▸ Article
┄┄┄┄┄┄┄┄┄┄

Newbie Critique of the Ardour 7 Interface with Emphasis on Log Errors and Snapshots

I am using Ardour 7.3 with PipeWire on Debian 12. I just finished the Ardour 7 tutorial as downloaded on 16 September 2023. I have only used Ardour 7.3 to learn how to use Ardour 7.3. My overall impression of the Ardour 7 interface is that it is aesthetically and functionally very good. The density of functionality in the Ardour 7 interface is quite navigable, though it might not be obvious to the uninitiated. The tutorial fills the gap very nicely. I prefer the desktop XFCE for its similar philosophy of design.

This is only my opinion, and it comes with no warranty. I am not yet comfortable with the recorder and cue windows, so it’s not like I know what I am doing, but that could be a helpful perspective. Two and only two elements of the Ardour 7.3 interface strike me as uncomfortable: (1) the flashing red log light and scary red error messages, (2) the confusing terminology of ‘session’ and ‘snapshot’.

┄┄┄┄┄┄┄┄┄┄

▸ Dataset rows

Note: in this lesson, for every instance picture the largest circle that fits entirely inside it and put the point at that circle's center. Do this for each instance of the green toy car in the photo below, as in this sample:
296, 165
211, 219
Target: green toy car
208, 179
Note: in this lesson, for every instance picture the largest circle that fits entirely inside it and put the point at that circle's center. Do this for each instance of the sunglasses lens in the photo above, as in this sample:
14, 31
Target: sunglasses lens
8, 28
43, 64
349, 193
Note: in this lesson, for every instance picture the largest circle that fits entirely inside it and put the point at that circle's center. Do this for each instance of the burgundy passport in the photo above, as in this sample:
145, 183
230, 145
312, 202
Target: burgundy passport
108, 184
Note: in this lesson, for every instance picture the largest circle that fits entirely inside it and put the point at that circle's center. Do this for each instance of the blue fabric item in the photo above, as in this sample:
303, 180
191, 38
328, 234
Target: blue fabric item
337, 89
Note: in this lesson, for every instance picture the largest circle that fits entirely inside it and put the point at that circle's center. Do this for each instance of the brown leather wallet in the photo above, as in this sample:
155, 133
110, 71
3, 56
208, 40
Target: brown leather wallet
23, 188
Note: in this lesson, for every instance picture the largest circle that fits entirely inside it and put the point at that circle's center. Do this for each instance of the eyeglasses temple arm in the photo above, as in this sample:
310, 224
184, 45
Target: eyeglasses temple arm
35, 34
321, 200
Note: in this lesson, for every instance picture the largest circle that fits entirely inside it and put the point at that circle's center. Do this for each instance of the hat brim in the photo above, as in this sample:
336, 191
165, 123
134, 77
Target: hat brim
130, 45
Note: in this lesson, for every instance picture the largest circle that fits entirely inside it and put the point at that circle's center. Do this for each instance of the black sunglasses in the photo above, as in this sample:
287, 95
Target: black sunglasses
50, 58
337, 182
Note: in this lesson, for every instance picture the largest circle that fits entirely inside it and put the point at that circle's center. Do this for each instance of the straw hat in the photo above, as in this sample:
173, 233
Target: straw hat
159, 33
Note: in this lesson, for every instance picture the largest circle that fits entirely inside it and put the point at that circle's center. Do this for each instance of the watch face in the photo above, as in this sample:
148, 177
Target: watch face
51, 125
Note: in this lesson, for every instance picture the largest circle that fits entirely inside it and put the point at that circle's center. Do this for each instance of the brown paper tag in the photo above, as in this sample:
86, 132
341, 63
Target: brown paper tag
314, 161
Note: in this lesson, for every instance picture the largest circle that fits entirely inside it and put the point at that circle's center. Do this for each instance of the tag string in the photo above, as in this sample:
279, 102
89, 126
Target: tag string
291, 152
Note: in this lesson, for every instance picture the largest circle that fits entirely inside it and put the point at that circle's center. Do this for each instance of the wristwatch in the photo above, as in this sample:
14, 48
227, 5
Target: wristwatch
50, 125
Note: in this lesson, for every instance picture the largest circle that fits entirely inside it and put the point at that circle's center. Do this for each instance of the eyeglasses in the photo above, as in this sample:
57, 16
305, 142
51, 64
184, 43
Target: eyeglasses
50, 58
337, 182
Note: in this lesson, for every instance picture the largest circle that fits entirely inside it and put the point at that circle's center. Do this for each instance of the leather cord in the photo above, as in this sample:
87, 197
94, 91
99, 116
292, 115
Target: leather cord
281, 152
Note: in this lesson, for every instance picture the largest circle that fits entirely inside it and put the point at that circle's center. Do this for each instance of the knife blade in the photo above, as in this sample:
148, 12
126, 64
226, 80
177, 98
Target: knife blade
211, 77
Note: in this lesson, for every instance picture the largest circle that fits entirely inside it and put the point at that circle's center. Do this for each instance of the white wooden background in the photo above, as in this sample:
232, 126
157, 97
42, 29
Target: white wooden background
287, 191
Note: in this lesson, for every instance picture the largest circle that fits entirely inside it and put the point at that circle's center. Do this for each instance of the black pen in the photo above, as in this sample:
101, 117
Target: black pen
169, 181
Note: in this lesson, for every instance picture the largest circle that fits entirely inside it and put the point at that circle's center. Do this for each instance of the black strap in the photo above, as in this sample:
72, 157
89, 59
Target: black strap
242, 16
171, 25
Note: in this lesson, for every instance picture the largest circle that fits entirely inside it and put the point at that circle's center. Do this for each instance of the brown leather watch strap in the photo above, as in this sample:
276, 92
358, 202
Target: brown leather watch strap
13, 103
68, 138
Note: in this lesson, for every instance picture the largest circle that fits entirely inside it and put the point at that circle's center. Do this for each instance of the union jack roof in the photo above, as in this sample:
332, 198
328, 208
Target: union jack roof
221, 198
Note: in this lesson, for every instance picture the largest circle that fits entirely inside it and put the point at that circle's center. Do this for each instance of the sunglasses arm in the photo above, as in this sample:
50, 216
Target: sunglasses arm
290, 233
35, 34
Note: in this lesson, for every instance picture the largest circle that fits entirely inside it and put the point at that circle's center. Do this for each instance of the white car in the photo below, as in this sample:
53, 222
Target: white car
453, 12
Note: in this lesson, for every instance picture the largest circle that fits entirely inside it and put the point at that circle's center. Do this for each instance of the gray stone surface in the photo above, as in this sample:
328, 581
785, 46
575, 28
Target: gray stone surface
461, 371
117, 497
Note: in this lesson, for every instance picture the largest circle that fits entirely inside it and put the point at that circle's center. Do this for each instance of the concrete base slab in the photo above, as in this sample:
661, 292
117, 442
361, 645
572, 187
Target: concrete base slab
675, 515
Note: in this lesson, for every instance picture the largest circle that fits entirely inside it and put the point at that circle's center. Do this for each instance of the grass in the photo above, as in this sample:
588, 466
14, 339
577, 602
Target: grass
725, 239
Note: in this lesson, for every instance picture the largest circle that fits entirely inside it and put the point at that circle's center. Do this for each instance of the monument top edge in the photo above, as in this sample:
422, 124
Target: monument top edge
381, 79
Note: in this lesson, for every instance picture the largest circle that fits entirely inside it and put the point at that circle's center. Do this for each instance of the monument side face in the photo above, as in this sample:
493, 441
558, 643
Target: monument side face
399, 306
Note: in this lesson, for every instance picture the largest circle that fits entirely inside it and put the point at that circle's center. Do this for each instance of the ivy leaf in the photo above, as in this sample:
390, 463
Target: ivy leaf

┄┄┄┄┄┄┄┄┄┄

▸ Set task 1
Answer these questions using the Ardour critique:
(a) Which operating system and audio server is Ardour 7.3 running with?
(b) Which desktop does the critique's writer prefer?
(c) Which two terms does the critique call confusing?
▸ Set task 2
Convert part of the rows into a Markdown table with the columns Number and Row line. Number the lines in order, and leave out any blank lines. Begin at the line of the rows that contains "of the gray", and stop after the last line of the rows.
The critique and the rows have nothing to do with each other.

▸ Worked answer 1
(a) PipeWire on Debian 12.
(b) XFCE.
(c) "Session" and "snapshot."

▸ Worked answer 2
| Number | Row line |
|---|---|
| 1 | Note: in this lesson, for every instance picture the largest circle that fits entirely inside it and put the point at that circle's center. Do this for each instance of the gray stone surface in the photo above, as in this sample: |
| 2 | 328, 581 |
| 3 | 785, 46 |
| 4 | 575, 28 |
| 5 | Target: gray stone surface |
| 6 | 461, 371 |
| 7 | 117, 497 |
| 8 | Note: in this lesson, for every instance picture the largest circle that fits entirely inside it and put the point at that circle's center. Do this for each instance of the concrete base slab in the photo above, as in this sample: |
| 9 | 661, 292 |
| 10 | 117, 442 |
| 11 | 361, 645 |
| 12 | 572, 187 |
| 13 | Target: concrete base slab |
| 14 | 675, 515 |
| 15 | Note: in this lesson, for every instance picture the largest circle that fits entirely inside it and put the point at that circle's center. Do this for each instance of the grass in the photo above, as in this sample: |
| 16 | 588, 466 |
| 17 | 14, 339 |
| 18 | 577, 602 |
| 19 | Target: grass |
| 20 | 725, 239 |
| 21 | Note: in this lesson, for every instance picture the largest circle that fits entirely inside it and put the point at that circle's center. Do this for each instance of the monument top edge in the photo above, as in this sample: |
| 22 | 422, 124 |
| 23 | Target: monument top edge |
| 24 | 381, 79 |
| 25 | Note: in this lesson, for every instance picture the largest circle that fits entirely inside it and put the point at that circle's center. Do this for each instance of the monument side face in the photo above, as in this sample: |
| 26 | 493, 441 |
| 27 | 558, 643 |
| 28 | Target: monument side face |
| 29 | 399, 306 |
| 30 | Note: in this lesson, for every instance picture the largest circle that fits entirely inside it and put the point at that circle's center. Do this for each instance of the ivy leaf in the photo above, as in this sample: |
| 31 | 390, 463 |
| 32 | Target: ivy leaf |